# [Instrucción escrita]
Presente todos los registros siguientes como un CSV de dos columnas, «entrada» y «salida», con una fila por registro: en la primera va el texto y en la segunda la respuesta. Cada valor debe ocupar un solo campo entre comillas, con los saltos de línea sustituidos por espacios.

/---

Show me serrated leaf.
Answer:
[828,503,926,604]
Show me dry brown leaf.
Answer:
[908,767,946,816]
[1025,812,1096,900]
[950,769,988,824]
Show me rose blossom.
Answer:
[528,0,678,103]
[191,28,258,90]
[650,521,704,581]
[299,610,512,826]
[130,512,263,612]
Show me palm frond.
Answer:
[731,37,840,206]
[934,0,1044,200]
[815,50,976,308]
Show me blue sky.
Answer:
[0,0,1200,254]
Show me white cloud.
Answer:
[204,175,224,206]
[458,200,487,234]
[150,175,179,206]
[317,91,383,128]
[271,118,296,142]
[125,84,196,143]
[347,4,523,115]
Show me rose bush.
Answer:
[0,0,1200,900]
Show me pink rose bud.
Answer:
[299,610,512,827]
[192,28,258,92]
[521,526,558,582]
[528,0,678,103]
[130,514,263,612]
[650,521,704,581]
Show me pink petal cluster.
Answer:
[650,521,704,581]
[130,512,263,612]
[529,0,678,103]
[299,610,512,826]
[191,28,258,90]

\---

# [Respuesta]
entrada,salida
"Show me serrated leaf. Answer:","[828,503,926,604]"
"Show me dry brown leaf. Answer:","[908,767,946,816] [1025,812,1096,900] [950,769,988,824]"
"Show me rose blossom. Answer:","[528,0,678,103] [191,28,258,90] [650,521,704,581] [299,610,512,826] [130,512,263,612]"
"Show me palm frond. Answer:","[731,37,840,206] [934,0,1044,200] [815,50,976,308]"
"Show me blue sky. Answer:","[0,0,1200,254]"
"Show me white cloud. Answer:","[204,175,224,206] [458,200,487,234] [150,175,179,206] [317,91,383,128] [271,118,296,142] [125,84,196,143] [347,4,523,115]"
"Show me rose bush. Answer:","[0,0,1200,900]"
"Show me pink rose bud. Answer:","[299,610,512,827] [192,28,258,92] [521,526,558,582] [528,0,678,103] [130,514,263,612] [650,521,704,581]"
"Show me pink petal cluster. Answer:","[650,521,704,581] [130,512,263,612] [529,0,678,103] [299,610,512,826] [191,28,258,90]"